PROBLEM TO SOLVE :: Print the data that follows again, keeping every line exact.

[[ THE INPUT open ]]

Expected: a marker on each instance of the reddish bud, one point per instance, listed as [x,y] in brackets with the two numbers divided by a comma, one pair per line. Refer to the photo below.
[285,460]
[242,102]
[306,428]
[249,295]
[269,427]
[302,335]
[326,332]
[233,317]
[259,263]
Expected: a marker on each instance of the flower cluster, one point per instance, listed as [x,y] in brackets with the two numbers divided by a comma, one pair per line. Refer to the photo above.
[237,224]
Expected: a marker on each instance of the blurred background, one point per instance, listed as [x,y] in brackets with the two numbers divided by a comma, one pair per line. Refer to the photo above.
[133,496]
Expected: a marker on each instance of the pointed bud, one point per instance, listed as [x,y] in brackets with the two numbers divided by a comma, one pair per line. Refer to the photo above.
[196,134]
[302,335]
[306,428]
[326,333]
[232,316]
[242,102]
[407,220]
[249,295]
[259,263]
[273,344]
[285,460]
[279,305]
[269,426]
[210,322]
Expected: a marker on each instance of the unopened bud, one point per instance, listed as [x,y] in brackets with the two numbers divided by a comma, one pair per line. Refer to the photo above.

[[ THE INPUT closed ]]

TASK OUTPUT ::
Expected: a marker on each instance of the reddish bud, one point per instance, listed as [x,y] in brackets with the two numbers divided by a comma, one pair per line. Refer to the photo below.
[285,460]
[242,102]
[306,428]
[249,295]
[269,427]
[302,335]
[326,332]
[233,317]
[259,263]
Expected: a marker on each instance of the flower cluster, one point per instance, listed as [x,y] in brackets with the two numbers divided by a comma, one pair per line. Refer to the photo above.
[237,224]
Expected: a marker on each instance of the blurred background, one point per instance, listed as [x,y] in brackets with the two numbers divided by a comma, one pair per line. Refer to the photo above.
[133,496]
Expected: a marker on each instance of the pointed bud, one point per instance, listed as [x,y] in brackets with the two numbers divided by a comma, one pair per line. Refer to the photo above.
[196,134]
[302,335]
[306,428]
[326,333]
[232,316]
[242,102]
[407,220]
[249,295]
[259,263]
[273,344]
[285,460]
[279,305]
[269,426]
[210,322]
Expected: a marker on each instance of the unopened bud, one point per instance, listed as [x,y] in brackets with the two numbers divided by a comma, one pair per line. Refer to the photo above.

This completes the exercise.